## REQUIRED WORK
Please return the listing below exactly, without any of its pictures.

## SUPPLIED ENTRIES
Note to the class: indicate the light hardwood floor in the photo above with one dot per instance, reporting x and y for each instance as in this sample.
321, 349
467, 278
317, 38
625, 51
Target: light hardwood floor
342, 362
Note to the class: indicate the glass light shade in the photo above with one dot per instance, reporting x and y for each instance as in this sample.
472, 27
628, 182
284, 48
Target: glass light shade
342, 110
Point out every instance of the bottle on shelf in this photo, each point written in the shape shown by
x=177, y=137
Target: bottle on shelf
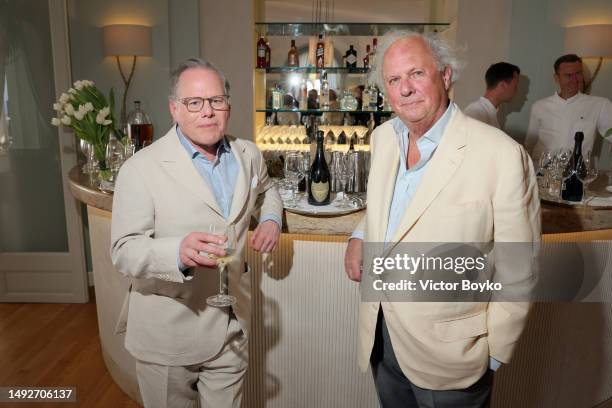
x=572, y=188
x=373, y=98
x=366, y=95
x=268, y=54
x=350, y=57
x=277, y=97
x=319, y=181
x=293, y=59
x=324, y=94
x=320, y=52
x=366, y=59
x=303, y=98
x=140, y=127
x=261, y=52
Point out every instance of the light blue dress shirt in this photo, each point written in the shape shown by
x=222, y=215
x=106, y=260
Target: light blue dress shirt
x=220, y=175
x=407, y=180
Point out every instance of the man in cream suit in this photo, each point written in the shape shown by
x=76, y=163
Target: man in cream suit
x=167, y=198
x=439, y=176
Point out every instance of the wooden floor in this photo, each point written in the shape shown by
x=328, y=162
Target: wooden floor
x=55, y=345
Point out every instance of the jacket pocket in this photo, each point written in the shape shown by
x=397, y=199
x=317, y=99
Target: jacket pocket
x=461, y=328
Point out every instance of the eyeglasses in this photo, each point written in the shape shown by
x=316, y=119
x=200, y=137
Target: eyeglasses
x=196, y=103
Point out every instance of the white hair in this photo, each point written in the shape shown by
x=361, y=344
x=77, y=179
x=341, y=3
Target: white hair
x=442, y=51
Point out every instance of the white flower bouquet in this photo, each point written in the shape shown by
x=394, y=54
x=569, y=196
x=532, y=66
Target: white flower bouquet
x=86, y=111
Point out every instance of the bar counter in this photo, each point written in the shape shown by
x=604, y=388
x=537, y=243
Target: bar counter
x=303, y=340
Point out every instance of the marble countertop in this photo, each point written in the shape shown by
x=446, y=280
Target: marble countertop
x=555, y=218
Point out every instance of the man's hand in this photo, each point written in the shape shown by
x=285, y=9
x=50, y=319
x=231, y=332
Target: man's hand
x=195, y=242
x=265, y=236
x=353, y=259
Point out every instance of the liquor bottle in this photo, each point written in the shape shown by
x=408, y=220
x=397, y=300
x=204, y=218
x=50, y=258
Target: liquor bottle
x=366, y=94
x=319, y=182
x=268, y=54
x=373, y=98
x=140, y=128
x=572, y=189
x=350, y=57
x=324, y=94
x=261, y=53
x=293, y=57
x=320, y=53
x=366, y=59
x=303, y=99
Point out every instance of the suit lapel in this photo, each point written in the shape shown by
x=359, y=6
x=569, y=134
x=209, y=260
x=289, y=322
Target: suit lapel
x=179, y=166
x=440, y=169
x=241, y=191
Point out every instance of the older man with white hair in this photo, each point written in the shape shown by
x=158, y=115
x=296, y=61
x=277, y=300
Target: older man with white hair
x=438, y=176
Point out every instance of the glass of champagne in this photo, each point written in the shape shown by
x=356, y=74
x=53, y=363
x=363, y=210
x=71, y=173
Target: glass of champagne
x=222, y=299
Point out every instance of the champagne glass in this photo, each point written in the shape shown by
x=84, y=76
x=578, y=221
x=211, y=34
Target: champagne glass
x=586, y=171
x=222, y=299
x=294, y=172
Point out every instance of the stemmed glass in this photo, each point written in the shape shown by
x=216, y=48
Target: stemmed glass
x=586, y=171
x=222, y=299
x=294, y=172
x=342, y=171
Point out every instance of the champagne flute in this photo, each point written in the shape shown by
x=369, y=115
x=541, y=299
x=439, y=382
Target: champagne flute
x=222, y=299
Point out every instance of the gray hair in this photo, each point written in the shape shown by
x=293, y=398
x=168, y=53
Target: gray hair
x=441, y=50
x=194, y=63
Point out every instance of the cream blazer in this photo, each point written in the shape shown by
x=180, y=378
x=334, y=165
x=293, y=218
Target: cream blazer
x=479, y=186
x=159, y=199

## OUTPUT BELOW
Note to the class: indicate the light hardwood floor in the photo above with one dot per instance, reporting x and y for each instance as in this sample.
321, 349
467, 278
317, 38
625, 51
Target: light hardwood floor
342, 362
Note to the class: indicate the glass light shade in the photo above with one dot per instance, reporting x and y for each instance as in this sample.
472, 27
628, 182
284, 48
Target: glass light shade
342, 110
Point out every instance of the bottle on shelf in this photo, each point written in the shape shown by
x=177, y=137
Target: bottle on shelf
x=572, y=188
x=373, y=98
x=366, y=95
x=268, y=54
x=350, y=57
x=277, y=97
x=319, y=181
x=293, y=59
x=324, y=94
x=320, y=52
x=366, y=59
x=303, y=98
x=140, y=127
x=261, y=52
Point out every instance of the light blue dress shirt in this photo, each point written in the shape shown by
x=222, y=215
x=106, y=260
Target: light blue dress shirt
x=220, y=175
x=407, y=180
Point out every instance of the man in cream suit in this photo, each point written in the shape shown by
x=76, y=163
Target: man in cream suit
x=167, y=198
x=439, y=176
Point out every instance of the wooden floor in this photo, each point written in the shape shown by
x=328, y=162
Target: wooden floor
x=55, y=345
Point out every instance of the jacket pocket in this photo, each point written in the shape shown by
x=397, y=199
x=317, y=99
Target: jacket pocket
x=461, y=328
Point out every instance of the eyeglasses in this photo, each point written in the shape shown by
x=316, y=119
x=200, y=137
Target: eyeglasses
x=196, y=103
Point out every instance of the white hair in this photo, each point written in the shape shown by
x=361, y=344
x=77, y=179
x=341, y=3
Target: white hair
x=442, y=51
Point out every instance of the white flower bouquet in this photo, each point written in the shape shown by
x=394, y=54
x=569, y=196
x=532, y=66
Target: white flower bouquet
x=86, y=111
Point out every instance of the bar counter in this photo, each point written in the shape shown by
x=604, y=388
x=537, y=243
Target: bar counter
x=303, y=340
Point out every instance of the marble countertop in this photo, each point written in the shape shown by
x=446, y=280
Target: marble countertop
x=555, y=218
Point out every instance of the man's hand in this photo, each point written in the shape shown by
x=285, y=9
x=50, y=319
x=231, y=332
Target: man's hand
x=195, y=242
x=265, y=236
x=353, y=259
Point out every instance of the liquor bottle in this photo, each point written in the shape shown by
x=408, y=220
x=397, y=300
x=204, y=218
x=50, y=258
Target: liquor bottle
x=366, y=94
x=319, y=182
x=268, y=54
x=373, y=98
x=140, y=128
x=572, y=189
x=350, y=57
x=324, y=94
x=261, y=53
x=293, y=57
x=320, y=53
x=366, y=59
x=303, y=99
Point out every instance of the suit lapel in this photo, each point written in the shape shown by
x=359, y=6
x=569, y=134
x=209, y=260
x=289, y=322
Target: suit lapel
x=179, y=166
x=440, y=169
x=241, y=191
Point out every instance of the older man with white hair in this photo, each point written in the shape shown by
x=158, y=115
x=296, y=61
x=277, y=300
Target: older man with white hair
x=438, y=176
Point out every instance of the glass of champagne in this photo, each point written in the shape shown by
x=356, y=74
x=53, y=363
x=363, y=210
x=71, y=173
Target: glass of champagne
x=222, y=299
Point out every instance of the champagne glass in this photo, each point written in the shape shown by
x=84, y=76
x=578, y=221
x=211, y=34
Target: champagne glass
x=586, y=171
x=222, y=299
x=294, y=172
Point out every instance of the stemmed glass in this photo, each point written in the shape shown by
x=216, y=48
Target: stemmed glass
x=586, y=171
x=222, y=299
x=294, y=172
x=342, y=171
Point out every instance of the champagne flute in this photo, each point written in the shape shown by
x=369, y=115
x=541, y=299
x=439, y=382
Target: champagne flute
x=222, y=299
Point out every instance of the gray hair in this photo, each point written in the shape shown by
x=293, y=398
x=168, y=53
Target: gray hair
x=441, y=50
x=194, y=63
Point out every instance of the cream blazer in this photo, each point written in the shape shown by
x=180, y=378
x=334, y=165
x=293, y=218
Target: cream blazer
x=479, y=186
x=159, y=199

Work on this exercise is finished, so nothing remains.